Texto do exercício.
——————————
Confira-se, a esse respeito:

"Ementa: HABEAS CORPUS. PENAL. PROCESSUAL PENAL. DIREITO CONSTITUCIONAL. CRIME DE INJÚRIA QUALIFICADA. ALEGAÇÃO DE INCONSTITUCIONALIDADE DA PENA PREVISTA NO TIPO, POR OFENSA AO PRINCIPIO DA PROPORCIONALIDADE, E PRETENSÃO DE VER ESTABELECIDO PELO SUPREMO TRIBUNAL FEDERAL NOVO PARÂMETRO PARA A SANÇÃO. CRIAÇÃO DE TERCEIRA LEI. IMPOSSIBILIDADE. SUPOSTA ATIPICIDADE DA CONDUTA E PLEITO DE DESCLASSIFICAÇÃO DO DELITO PARA INJÚRIA SIMPLES. REVOLVIMENTO DE MATÉRIA FÁTICO-PROBATÓRIA NA VIA DO WRIT. IMPOSSIBILIDADE. HABEAS CORPUS DENEGADO.
1. A Lei nº 9.459/97 acrescentou o § 3º ao artigo 140 do Código Penal, dispondo sobre o tipo qualificado de injúria, que tem como escopo a proteção do indivíduo contra a exposição a ofensas ou humilhações, pois não seria possível acolher a liberdade que fira direito alheio, mormente a honra subjetiva.
——————————
Dados fornecidos.
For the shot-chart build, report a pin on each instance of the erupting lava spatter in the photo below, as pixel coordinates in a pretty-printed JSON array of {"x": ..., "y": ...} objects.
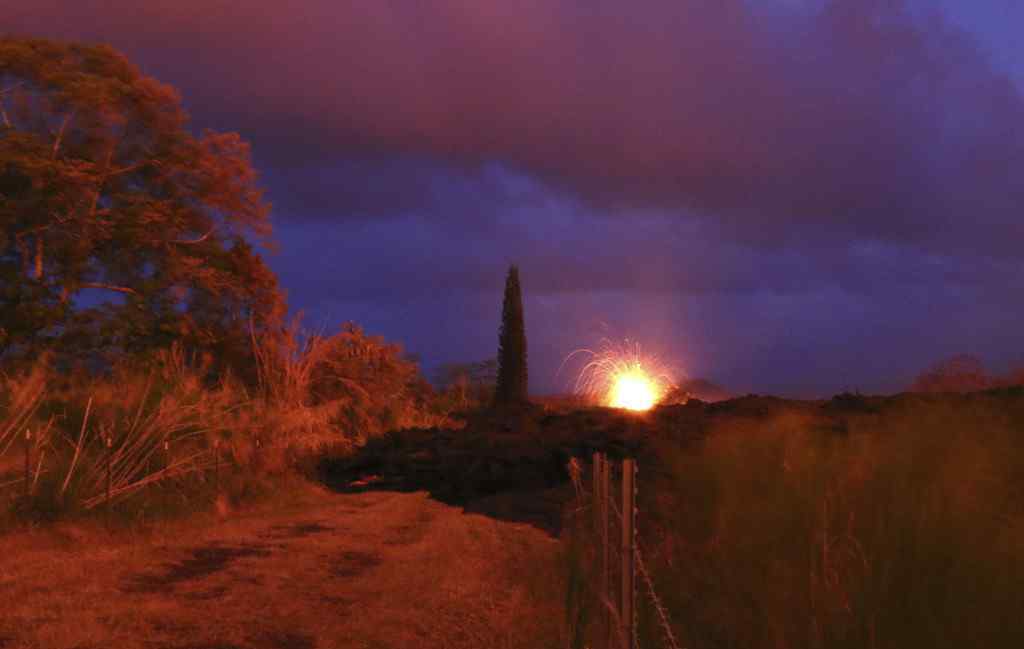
[{"x": 622, "y": 377}]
——————————
Problema a resolver.
No texto sobre injúria qualificada, qual lei acrescentou o § 3º ao artigo 140 do Código Penal?

Resposta da tarefa.
A Lei nº 9.459/97.